### [What this task involves]
Give every one of the records below as a numbered list, with blank lines dropped. Leave the pictures out.
╭─ Source records
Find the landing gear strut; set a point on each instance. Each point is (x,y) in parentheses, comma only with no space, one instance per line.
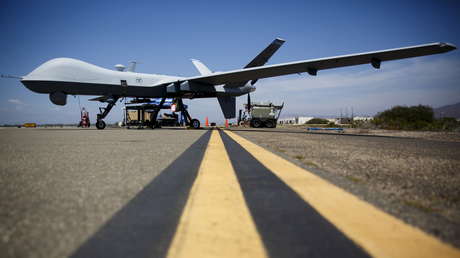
(103,112)
(193,123)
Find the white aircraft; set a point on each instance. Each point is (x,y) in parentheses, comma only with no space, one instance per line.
(66,76)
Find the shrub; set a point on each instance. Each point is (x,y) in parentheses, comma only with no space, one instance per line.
(413,118)
(316,121)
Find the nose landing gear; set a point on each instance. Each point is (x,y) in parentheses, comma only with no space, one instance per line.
(103,112)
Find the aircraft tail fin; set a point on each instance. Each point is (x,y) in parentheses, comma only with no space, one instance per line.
(260,60)
(203,69)
(228,106)
(268,52)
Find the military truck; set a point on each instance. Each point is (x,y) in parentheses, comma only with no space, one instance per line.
(260,114)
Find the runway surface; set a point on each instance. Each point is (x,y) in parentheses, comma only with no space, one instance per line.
(181,193)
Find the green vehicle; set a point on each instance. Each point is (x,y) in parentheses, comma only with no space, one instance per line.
(262,114)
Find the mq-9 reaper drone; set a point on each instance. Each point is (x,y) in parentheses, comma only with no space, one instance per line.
(66,76)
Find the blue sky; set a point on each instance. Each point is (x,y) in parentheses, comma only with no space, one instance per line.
(227,35)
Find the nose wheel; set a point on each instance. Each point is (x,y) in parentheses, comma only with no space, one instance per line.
(103,112)
(100,124)
(192,123)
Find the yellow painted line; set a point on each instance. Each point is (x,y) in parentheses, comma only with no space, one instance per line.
(216,221)
(377,232)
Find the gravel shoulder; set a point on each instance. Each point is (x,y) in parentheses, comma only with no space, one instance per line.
(415,177)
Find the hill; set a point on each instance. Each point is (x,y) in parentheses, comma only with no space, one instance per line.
(448,111)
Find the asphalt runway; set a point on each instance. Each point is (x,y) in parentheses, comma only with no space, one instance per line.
(180,193)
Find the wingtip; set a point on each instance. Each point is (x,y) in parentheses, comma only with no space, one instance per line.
(448,46)
(280,39)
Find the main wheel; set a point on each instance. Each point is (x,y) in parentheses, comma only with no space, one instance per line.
(100,124)
(256,123)
(270,124)
(195,123)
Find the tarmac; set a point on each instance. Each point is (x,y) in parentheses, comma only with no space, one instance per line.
(181,193)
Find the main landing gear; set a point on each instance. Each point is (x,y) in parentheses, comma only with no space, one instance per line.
(103,112)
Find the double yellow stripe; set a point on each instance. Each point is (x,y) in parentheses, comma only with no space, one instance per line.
(380,234)
(216,221)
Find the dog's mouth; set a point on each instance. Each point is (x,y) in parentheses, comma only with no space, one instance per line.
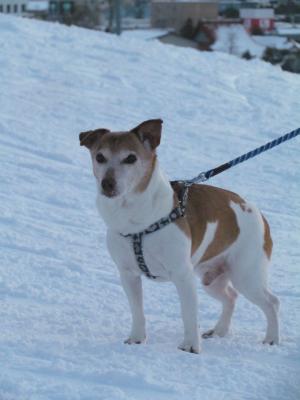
╰─
### [Full answer]
1. Find the landing gear strut; set a point on each instance. Each point is (x,y) in parentheses, comma only with no space, one instance per line.
2. (103,112)
3. (193,123)
4. Find the white aircraft; set a point on each instance. Each point is (x,y) in parentheses, comma only with no space, one instance per line.
5. (66,76)
6. Find the shrub; set a point on each instance. Each point is (x,y) in parentheses, comma only with no space, one instance per line.
7. (413,118)
8. (316,121)
9. Find the nose landing gear; set a point on each instance. Each point is (x,y) in parentheses, comma only with no space, one instance per line.
10. (103,112)
11. Find the aircraft tail fin; set a point on each instance. Each point is (x,y) in parentheses, comma only with no space, one instance per line.
12. (260,60)
13. (203,69)
14. (228,106)
15. (268,52)
16. Find the military truck; set a point on each instance. Each point is (x,y) in parentheses, comma only with no space, one instance per line.
17. (260,114)
18. Find the runway surface; set a point on each instance. Each point is (x,y) in parentheses, comma only with no space, one instance per line.
19. (181,193)
20. Find the green vehicle; set a point on each instance. Each point is (x,y) in parentheses, comma only with no space, one instance per line.
21. (262,114)
22. Find the mq-9 reaper drone; set a point on each instance. Each point is (x,y) in parentheses, comma only with no space, one instance per line.
23. (66,76)
24. Find the blue sky; set a point on each instance. Each point is (x,y) in parentheses, comma only with no space, one instance per line.
25. (227,35)
26. Find the nose wheel; set a point on each instance. Each point is (x,y) in parentheses, comma only with no space, one instance per line.
27. (103,112)
28. (100,124)
29. (192,123)
30. Find the yellow painted line; set a point on each instance. Each point is (x,y) in parentheses, comma only with no space, one instance per line.
31. (216,221)
32. (377,232)
33. Find the gravel shoulder; set a point on each instance. Each point is (x,y) in parentheses, comma only with no space, one instance per line.
34. (415,177)
35. Find the hill; set a point on each instance. Each point is (x,y) in parentheses, comma only with no space, one instance per line.
36. (448,111)
37. Find the asphalt runway; set a point on each instance. Each point is (x,y) in parentheses, comma only with no space, one instance per line.
38. (180,193)
39. Find the wingtip; set a point on each instance. Each point is (x,y) in parentheses, comma only with no space, one instance per line.
40. (448,46)
41. (280,39)
42. Find the main wheel; set a point on each instance. Each point is (x,y) in parentheses, comma only with no space, one instance per line.
43. (100,124)
44. (256,123)
45. (270,124)
46. (195,123)
47. Find the tarmac; set a point on each instance. Each point is (x,y) in parentheses, comma only with no space, one instance per line.
48. (181,193)
49. Find the main landing gear; set a point on each instance. Each point is (x,y) in parentheses, comma only with no space, one instance per line.
50. (103,112)
51. Find the double yellow stripe; set a point on each instance. Each point is (x,y) in parentheses, comma only with no space, one instance per line.
52. (380,234)
53. (216,221)
54. Find the dog's mouth; set a point on each instance. Each point is (x,y) in parentheses, comma only with no space, one instance per line.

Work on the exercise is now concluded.